Answer these questions from the passage on tumor drug resistance:
1. Which journal published the report?
2. Which oncogene could be switched on and off in the mouse model?
3. About what share of the recurrent tumors showed an increased copy number or higher expression of c-MYC?

• [PASSAGE TO READ]
┄┄┄┄┄┄┄┄┄┄
A new discovery by Jean Zhao, PhD, and colleagues may help physicians predict which tumors are likely to become resistant to a given drug, and identify the secondary pathways they are activating to escape the original therapy.

The discovery could lead to tests of a patient's tumor that would tell doctors they need to utilize an additional drug during therapy to block tumor growth via the secondary gene abnormality.

"We are trying to be a step ahead so we can inform the scientists conducting the clinical trials of what to expect," explains Zhao, of Cancer Biology. "If we can identify potential drug resistance mechanisms, we can more rapidly design combination drug therapies to overcome the resistance."

In the report, published by Nature Medicine, researchers described how they created a genetically engineered mouse model of human breast cancer in which the most frequently occurring breast cancer "oncogene," PIK3CA, could be turned on and off.

Surprisingly, the researchers found that while all of the PIK3CA oncogene-induced breast tumors initially shrank following inhibition of the oncogene, a large fraction of tumors shrank partially and then later resumed growth. Moreover, about half of these recurrent tumors did not respond to PI3K inhibitors currently in clinical trails for cancer therapy, meaning the cancer cells were no longer dependent on the PI3K pathway to survive.

The scientists performed genomic and genetic analyses on a large collection of recurrent tumors and found that about 30 percent of recurrent tumors have either an increased copy number or higher expression levels of another common oncogene known as c-MYC, which is independent of the PI3K pathway. These tumors were not sensitive to PI3K inhibitor treatment. When the researchers used a molecular tool to block c-MYC activity, it suppressed the growth of these recurrent tumors.

More importantly, the researchers analyzed multiple samples of human breast tumors, revealing that more than 30 percent of those tumors that carry the PIK3CA mutation also contained high levels of c-MYC.
┄┄┄┄┄┄┄┄┄┄
• [STUDY MATERIAL]
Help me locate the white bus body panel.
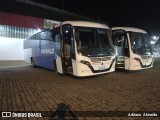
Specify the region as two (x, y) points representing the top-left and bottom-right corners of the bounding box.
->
(72, 55), (115, 76)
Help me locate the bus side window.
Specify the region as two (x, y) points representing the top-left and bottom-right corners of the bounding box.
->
(52, 27), (60, 42)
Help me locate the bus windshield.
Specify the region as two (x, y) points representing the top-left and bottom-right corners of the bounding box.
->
(129, 32), (152, 55)
(75, 27), (114, 57)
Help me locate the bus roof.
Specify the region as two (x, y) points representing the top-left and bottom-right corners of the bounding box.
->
(112, 27), (147, 33)
(55, 21), (109, 29)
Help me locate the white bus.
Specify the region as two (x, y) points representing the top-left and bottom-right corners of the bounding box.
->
(112, 27), (154, 70)
(24, 21), (116, 76)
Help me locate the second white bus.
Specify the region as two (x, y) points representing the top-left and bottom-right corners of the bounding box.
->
(112, 27), (154, 70)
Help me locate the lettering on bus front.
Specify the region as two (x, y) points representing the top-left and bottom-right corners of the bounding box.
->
(41, 48), (54, 54)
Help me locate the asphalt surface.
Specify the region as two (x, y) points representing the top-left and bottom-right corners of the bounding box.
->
(0, 58), (160, 120)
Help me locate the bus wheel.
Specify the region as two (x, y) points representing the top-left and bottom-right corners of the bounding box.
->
(31, 57), (36, 68)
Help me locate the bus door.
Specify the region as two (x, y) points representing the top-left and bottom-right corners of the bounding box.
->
(112, 30), (129, 69)
(62, 25), (74, 74)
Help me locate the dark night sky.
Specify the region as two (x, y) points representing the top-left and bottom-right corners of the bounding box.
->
(33, 0), (160, 33)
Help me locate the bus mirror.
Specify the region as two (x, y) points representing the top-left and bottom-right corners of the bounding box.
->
(117, 36), (124, 42)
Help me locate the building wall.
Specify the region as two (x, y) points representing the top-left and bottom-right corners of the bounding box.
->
(0, 12), (44, 61)
(0, 12), (44, 29)
(0, 37), (24, 60)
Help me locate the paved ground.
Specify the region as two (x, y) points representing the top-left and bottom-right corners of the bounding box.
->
(0, 58), (160, 120)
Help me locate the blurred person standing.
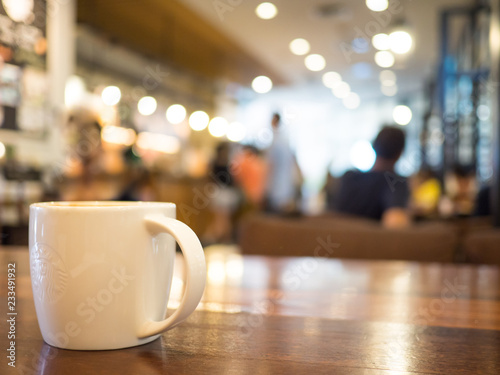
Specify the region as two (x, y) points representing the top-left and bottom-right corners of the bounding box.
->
(231, 146), (267, 211)
(336, 126), (410, 228)
(266, 113), (302, 214)
(203, 142), (240, 243)
(59, 108), (123, 201)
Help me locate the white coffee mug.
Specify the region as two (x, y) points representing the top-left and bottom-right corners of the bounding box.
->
(29, 202), (206, 350)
┄┄┄┄┄┄┄┄┄┄
• [ANSWER BELOW]
1. Nature Medicine.
2. PIK3CA.
3. About 30 percent.